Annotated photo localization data
###

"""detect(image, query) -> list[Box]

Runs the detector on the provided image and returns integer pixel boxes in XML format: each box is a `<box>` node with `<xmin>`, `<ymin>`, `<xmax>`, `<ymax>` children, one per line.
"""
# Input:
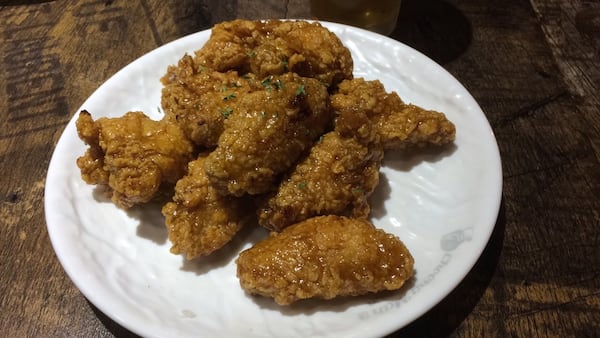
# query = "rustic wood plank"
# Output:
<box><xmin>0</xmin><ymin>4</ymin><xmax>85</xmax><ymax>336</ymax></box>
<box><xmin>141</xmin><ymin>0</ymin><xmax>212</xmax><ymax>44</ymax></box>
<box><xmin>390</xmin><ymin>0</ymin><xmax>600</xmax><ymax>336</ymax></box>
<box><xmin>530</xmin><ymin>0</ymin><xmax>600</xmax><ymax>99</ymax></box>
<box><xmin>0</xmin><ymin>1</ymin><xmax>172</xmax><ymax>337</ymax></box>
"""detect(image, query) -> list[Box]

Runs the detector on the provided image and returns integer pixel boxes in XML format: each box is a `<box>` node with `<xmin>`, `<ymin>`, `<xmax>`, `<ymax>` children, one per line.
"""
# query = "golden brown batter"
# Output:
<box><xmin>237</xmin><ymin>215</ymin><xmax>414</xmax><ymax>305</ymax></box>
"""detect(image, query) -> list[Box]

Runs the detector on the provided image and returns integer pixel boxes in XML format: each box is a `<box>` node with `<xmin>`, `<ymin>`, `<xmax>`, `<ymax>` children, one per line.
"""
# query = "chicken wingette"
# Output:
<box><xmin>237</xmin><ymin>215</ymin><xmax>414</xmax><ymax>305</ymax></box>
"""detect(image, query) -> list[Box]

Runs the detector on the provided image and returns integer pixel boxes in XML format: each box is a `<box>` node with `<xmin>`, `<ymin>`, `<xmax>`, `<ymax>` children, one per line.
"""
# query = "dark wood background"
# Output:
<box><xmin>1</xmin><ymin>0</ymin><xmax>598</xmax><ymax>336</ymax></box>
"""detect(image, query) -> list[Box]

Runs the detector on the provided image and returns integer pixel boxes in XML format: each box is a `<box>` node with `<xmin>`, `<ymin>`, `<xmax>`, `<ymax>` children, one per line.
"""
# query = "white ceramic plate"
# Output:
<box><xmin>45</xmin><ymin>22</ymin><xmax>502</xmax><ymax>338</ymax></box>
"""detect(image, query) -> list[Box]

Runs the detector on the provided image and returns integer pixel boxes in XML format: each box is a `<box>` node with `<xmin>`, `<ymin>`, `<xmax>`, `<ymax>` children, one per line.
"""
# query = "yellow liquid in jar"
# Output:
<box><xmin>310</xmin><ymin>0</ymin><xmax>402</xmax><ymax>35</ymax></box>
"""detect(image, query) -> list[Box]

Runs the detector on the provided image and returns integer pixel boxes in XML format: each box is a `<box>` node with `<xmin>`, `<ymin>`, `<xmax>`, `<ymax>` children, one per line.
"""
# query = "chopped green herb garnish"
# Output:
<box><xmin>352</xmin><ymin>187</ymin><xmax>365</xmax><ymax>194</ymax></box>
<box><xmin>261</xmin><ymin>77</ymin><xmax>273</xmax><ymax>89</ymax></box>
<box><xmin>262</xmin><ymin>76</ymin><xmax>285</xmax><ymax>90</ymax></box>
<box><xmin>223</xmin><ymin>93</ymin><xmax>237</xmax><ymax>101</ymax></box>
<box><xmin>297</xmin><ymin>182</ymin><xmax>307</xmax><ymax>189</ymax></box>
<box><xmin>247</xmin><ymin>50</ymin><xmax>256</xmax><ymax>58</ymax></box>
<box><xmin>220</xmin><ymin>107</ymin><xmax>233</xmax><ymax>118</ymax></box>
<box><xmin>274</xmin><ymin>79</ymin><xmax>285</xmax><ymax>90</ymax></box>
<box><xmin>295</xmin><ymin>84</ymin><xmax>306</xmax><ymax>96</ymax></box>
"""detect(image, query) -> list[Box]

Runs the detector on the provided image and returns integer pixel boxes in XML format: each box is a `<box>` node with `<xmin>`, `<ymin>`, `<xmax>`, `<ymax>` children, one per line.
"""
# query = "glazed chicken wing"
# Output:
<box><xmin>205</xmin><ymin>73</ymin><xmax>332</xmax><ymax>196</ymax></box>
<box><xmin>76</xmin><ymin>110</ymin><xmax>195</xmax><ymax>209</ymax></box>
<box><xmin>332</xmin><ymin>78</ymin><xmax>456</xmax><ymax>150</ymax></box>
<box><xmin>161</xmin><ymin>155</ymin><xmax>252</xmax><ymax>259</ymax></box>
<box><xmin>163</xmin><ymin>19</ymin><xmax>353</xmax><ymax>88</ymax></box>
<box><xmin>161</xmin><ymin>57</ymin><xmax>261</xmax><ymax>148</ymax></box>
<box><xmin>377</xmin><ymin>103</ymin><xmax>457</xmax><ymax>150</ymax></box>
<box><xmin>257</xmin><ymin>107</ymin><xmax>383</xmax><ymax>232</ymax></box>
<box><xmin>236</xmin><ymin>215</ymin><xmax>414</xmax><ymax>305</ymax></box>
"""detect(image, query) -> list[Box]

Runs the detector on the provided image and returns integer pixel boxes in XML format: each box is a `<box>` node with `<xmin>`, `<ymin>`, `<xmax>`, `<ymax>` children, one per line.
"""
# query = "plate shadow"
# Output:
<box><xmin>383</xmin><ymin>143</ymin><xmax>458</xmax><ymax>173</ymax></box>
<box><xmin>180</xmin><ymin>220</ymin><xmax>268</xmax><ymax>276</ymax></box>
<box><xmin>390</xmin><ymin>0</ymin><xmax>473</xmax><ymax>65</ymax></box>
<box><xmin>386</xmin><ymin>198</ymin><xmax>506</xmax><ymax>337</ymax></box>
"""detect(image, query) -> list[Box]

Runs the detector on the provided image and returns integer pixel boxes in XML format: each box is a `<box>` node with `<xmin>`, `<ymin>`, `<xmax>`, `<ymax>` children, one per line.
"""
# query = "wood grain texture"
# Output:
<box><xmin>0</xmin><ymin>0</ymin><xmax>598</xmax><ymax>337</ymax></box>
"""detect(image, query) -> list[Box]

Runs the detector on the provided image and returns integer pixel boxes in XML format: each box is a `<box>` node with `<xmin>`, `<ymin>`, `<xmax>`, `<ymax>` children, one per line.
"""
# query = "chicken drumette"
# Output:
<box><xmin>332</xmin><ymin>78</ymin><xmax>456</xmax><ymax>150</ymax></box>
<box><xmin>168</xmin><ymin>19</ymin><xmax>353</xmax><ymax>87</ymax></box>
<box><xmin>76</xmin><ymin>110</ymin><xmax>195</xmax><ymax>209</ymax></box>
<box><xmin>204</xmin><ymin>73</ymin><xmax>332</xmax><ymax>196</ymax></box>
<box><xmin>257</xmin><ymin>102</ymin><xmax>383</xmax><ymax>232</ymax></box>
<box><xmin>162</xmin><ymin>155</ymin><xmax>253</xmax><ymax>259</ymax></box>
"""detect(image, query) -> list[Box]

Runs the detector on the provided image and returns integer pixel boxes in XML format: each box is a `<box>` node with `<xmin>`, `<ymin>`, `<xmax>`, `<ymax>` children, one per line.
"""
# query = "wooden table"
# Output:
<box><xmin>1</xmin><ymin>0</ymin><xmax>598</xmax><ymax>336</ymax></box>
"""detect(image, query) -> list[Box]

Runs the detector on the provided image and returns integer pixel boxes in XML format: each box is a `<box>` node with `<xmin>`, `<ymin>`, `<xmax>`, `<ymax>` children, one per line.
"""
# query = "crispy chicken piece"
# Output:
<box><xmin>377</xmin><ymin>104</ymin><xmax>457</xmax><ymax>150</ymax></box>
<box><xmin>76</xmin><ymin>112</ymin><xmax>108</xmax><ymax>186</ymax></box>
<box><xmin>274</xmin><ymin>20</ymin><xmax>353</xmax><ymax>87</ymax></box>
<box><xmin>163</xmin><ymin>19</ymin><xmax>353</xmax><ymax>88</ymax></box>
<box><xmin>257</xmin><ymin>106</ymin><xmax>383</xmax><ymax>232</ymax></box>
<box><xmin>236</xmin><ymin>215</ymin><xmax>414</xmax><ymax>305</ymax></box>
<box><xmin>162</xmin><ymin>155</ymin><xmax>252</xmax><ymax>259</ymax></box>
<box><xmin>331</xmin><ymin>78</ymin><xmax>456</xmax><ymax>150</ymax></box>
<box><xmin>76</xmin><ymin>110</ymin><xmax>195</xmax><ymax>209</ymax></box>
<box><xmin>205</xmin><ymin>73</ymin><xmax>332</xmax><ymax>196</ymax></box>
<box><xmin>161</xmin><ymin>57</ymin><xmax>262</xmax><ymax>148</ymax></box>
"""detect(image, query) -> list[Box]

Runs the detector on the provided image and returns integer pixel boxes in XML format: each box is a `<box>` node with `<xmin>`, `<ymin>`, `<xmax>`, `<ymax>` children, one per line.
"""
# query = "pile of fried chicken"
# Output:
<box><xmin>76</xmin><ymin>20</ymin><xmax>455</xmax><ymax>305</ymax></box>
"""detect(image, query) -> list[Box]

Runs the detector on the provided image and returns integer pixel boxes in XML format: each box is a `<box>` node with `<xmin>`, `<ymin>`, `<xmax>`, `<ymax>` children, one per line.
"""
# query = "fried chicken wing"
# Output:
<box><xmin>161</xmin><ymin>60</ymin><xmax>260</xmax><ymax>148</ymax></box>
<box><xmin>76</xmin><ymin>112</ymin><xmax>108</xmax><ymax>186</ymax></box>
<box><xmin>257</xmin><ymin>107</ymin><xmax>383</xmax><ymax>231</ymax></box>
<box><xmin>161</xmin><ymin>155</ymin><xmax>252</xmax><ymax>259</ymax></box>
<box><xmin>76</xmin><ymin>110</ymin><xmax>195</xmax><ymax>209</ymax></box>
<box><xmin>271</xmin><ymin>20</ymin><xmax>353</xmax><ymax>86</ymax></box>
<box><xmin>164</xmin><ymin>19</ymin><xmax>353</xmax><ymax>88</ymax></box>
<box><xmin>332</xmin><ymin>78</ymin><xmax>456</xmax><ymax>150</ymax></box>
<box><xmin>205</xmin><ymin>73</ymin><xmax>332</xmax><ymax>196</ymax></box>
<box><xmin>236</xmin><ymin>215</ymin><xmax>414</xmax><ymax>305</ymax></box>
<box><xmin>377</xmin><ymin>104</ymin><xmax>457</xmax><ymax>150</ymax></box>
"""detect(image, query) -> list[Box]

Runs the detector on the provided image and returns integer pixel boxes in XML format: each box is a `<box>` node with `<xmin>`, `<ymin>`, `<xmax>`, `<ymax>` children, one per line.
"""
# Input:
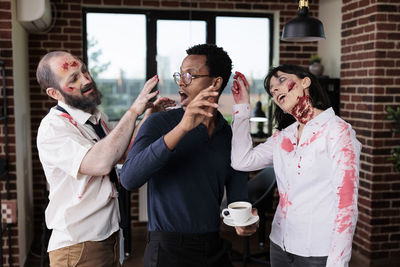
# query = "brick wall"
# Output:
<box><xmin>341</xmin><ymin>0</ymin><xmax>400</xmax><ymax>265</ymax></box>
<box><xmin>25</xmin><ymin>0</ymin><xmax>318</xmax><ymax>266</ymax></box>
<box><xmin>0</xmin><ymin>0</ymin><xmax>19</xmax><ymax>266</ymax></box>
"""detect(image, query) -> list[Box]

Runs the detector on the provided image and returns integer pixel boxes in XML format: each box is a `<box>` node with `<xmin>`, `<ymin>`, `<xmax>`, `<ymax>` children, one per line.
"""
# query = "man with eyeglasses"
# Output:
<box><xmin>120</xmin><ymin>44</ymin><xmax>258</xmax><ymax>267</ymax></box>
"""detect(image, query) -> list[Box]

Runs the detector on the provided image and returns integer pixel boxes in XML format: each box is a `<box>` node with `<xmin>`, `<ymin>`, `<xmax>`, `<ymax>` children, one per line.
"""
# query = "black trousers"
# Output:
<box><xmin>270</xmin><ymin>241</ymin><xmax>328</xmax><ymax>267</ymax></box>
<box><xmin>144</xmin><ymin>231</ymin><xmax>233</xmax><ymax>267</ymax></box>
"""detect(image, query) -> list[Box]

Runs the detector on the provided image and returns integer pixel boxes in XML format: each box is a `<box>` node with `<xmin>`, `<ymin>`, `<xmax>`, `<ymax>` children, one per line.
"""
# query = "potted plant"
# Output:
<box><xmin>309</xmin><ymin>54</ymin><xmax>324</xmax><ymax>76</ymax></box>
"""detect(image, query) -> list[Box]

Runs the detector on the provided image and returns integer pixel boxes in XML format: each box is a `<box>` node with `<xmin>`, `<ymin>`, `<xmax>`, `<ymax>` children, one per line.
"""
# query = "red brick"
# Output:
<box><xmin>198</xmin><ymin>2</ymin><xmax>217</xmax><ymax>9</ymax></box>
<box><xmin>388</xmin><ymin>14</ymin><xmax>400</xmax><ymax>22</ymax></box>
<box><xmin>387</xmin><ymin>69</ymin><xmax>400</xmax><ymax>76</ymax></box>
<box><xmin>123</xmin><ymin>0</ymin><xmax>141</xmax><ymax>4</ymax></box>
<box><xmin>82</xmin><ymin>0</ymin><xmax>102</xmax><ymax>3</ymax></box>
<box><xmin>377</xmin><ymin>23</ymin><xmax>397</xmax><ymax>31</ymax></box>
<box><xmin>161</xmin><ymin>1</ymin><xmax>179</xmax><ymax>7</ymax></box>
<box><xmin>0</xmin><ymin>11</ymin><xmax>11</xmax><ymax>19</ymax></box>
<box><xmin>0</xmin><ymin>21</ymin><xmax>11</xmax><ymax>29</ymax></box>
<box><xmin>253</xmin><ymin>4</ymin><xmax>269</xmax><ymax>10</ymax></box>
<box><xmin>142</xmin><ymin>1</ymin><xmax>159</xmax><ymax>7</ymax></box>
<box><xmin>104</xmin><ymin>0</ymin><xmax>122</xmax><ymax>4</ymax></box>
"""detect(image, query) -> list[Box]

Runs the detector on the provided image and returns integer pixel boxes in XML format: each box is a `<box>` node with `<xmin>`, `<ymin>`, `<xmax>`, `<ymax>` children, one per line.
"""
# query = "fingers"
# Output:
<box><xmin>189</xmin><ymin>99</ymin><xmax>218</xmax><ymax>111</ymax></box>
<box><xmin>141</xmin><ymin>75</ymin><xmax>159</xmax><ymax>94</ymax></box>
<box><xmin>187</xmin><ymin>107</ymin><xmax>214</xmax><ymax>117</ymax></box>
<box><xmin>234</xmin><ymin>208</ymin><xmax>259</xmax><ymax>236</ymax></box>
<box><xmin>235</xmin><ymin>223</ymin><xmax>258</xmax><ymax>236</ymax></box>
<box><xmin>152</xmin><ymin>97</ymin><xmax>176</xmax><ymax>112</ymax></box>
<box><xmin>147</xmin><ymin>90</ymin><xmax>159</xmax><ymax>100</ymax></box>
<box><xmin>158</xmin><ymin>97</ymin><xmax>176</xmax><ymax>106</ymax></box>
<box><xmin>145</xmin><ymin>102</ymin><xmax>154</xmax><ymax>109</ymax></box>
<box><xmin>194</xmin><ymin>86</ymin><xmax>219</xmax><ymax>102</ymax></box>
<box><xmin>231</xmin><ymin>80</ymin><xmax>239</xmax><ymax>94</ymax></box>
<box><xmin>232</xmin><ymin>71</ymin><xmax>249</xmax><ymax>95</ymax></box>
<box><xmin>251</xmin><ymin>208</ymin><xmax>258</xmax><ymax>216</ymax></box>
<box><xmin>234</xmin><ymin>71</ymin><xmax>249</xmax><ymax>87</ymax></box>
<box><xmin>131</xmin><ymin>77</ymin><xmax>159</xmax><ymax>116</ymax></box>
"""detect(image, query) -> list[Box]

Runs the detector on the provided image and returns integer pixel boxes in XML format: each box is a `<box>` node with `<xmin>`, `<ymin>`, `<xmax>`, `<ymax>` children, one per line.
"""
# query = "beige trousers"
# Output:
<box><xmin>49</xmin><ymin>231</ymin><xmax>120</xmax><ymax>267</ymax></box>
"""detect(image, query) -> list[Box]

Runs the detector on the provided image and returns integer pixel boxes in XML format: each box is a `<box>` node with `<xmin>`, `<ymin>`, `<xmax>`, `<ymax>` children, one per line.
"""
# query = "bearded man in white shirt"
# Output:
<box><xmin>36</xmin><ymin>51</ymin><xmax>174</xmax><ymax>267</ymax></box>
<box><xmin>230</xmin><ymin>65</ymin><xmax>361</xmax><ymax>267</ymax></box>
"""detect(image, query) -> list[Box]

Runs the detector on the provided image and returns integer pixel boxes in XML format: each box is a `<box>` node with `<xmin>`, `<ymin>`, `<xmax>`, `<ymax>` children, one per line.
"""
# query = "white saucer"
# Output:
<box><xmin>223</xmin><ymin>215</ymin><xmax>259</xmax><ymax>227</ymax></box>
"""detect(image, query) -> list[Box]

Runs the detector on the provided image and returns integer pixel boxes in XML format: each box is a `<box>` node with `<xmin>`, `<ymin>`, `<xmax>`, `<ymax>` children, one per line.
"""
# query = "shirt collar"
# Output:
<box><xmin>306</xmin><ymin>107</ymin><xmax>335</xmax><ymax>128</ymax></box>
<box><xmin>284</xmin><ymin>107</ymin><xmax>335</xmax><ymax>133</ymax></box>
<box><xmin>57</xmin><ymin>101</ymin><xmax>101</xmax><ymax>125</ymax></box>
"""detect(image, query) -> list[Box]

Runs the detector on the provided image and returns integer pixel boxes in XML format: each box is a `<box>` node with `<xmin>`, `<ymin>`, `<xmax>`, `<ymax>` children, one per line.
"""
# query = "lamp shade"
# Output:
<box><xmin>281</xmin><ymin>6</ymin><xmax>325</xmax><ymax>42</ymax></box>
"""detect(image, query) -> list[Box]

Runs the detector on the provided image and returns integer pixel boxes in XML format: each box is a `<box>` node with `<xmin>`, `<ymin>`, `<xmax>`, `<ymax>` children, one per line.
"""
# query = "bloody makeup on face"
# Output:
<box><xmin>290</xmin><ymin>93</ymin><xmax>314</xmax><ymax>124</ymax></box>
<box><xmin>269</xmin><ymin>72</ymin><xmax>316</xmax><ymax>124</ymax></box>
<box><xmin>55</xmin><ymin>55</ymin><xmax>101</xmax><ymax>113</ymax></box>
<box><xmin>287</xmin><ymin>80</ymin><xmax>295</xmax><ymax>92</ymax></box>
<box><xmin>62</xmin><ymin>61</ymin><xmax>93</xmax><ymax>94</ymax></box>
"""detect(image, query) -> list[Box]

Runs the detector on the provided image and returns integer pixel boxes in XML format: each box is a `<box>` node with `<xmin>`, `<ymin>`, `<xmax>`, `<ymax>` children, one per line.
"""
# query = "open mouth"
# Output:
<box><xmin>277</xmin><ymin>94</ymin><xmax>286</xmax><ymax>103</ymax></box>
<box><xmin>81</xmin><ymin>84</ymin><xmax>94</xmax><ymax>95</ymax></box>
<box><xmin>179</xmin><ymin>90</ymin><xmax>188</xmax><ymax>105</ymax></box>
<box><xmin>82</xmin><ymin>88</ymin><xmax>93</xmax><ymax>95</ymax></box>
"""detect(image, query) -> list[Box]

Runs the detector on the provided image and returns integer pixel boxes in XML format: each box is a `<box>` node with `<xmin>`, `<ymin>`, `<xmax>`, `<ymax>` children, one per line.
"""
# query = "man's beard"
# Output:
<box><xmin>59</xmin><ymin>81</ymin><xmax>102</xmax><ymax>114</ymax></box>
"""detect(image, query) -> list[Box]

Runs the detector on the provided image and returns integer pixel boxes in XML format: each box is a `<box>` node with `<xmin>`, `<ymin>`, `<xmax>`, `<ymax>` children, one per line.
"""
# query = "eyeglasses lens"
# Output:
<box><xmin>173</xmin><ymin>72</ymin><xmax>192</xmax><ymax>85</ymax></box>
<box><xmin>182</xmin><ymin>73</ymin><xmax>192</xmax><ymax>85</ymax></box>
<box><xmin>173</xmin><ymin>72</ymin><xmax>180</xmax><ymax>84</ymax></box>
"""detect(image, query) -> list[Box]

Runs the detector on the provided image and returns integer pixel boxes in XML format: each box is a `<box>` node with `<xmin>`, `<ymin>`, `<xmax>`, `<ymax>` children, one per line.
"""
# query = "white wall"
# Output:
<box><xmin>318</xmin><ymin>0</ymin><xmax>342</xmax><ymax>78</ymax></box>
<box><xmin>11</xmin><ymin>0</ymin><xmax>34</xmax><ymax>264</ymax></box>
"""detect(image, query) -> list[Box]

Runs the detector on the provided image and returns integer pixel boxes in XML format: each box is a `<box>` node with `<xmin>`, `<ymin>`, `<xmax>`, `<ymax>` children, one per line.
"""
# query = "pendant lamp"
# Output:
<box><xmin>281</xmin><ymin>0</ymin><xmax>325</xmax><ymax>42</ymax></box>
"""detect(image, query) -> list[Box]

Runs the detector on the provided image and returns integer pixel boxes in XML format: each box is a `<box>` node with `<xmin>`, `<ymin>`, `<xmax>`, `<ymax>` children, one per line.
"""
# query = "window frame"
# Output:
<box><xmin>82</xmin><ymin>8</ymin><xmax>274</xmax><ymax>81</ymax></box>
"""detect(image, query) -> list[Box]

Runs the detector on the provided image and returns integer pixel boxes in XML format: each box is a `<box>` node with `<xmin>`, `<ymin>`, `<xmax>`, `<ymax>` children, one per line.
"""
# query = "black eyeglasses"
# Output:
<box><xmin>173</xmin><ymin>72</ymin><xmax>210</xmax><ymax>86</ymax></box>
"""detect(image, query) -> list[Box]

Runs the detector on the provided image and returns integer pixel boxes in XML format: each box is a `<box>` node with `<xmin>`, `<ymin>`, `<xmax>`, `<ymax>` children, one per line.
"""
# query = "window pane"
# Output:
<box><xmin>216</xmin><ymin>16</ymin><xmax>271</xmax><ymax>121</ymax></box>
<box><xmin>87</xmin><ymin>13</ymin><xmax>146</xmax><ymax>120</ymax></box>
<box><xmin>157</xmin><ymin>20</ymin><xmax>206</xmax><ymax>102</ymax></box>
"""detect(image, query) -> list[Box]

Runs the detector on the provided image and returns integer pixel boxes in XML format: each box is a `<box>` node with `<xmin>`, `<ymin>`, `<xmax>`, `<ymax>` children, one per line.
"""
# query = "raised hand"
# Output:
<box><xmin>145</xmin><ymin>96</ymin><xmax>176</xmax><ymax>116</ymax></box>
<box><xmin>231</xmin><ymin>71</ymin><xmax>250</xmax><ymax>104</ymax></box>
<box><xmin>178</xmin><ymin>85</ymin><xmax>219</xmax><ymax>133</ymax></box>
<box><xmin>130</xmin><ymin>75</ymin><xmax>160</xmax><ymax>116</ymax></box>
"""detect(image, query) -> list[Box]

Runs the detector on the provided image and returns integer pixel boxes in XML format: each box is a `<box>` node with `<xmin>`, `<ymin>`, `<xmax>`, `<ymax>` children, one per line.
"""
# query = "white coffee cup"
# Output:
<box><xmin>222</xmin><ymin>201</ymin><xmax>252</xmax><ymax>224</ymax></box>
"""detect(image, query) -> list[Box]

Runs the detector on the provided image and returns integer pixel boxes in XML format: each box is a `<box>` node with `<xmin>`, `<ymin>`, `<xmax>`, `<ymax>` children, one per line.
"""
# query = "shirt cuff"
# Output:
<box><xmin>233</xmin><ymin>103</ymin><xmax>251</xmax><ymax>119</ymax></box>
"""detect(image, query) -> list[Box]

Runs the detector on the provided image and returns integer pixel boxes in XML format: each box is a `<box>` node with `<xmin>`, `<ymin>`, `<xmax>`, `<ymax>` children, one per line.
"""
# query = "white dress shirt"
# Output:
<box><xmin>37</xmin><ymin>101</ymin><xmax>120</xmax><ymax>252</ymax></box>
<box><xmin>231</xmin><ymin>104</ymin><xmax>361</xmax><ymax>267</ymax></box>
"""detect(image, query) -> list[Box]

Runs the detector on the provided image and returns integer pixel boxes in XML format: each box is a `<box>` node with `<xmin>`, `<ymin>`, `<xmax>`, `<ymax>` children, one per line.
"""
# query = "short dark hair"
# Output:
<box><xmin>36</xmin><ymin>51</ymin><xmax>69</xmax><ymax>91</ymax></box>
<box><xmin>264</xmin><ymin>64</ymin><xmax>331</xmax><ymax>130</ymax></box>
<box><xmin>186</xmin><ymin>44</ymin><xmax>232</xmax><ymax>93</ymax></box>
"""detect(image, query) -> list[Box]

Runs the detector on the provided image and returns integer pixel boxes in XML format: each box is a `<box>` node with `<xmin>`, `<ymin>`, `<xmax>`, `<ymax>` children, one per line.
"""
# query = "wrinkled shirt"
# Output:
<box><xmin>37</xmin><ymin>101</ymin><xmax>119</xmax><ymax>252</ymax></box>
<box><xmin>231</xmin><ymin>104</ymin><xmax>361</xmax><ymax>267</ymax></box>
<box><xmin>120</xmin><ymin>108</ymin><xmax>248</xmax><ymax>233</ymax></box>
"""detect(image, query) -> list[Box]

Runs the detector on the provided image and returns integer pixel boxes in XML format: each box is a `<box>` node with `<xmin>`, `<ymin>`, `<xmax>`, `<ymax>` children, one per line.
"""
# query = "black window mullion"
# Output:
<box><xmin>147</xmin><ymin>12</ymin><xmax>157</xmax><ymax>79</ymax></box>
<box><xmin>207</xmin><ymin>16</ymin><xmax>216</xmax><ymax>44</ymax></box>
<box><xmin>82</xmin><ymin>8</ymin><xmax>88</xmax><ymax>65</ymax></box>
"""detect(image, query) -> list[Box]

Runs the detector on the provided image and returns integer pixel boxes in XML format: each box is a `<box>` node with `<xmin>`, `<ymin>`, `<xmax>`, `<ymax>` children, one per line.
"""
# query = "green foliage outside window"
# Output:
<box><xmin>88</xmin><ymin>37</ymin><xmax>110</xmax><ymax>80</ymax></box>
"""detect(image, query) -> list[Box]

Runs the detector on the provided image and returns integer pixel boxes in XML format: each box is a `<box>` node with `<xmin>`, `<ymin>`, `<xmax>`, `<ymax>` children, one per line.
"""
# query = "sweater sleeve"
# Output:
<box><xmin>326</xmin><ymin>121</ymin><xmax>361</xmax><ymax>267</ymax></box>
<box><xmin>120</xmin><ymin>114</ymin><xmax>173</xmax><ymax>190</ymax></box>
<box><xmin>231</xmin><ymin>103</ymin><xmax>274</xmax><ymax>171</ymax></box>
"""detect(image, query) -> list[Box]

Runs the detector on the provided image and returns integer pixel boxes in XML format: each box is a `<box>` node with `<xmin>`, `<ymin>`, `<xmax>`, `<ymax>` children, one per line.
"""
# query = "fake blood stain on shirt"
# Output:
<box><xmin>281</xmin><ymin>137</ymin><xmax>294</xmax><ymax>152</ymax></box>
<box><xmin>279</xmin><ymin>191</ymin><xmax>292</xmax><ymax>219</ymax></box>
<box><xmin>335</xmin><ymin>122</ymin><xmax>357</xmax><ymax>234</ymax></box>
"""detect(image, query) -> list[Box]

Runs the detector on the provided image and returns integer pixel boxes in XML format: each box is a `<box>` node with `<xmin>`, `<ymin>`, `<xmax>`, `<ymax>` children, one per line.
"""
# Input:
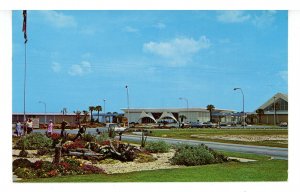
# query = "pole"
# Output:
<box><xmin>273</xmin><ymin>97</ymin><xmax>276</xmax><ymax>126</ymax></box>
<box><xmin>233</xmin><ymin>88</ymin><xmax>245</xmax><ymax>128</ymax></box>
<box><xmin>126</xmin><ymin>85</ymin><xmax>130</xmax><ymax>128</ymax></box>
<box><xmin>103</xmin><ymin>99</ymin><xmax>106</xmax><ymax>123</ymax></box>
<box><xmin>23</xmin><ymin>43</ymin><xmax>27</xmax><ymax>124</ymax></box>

###

How to complete this task ▸ Tally up the lines above containing "black"; the number is the full answer.

Task answer ▸ 3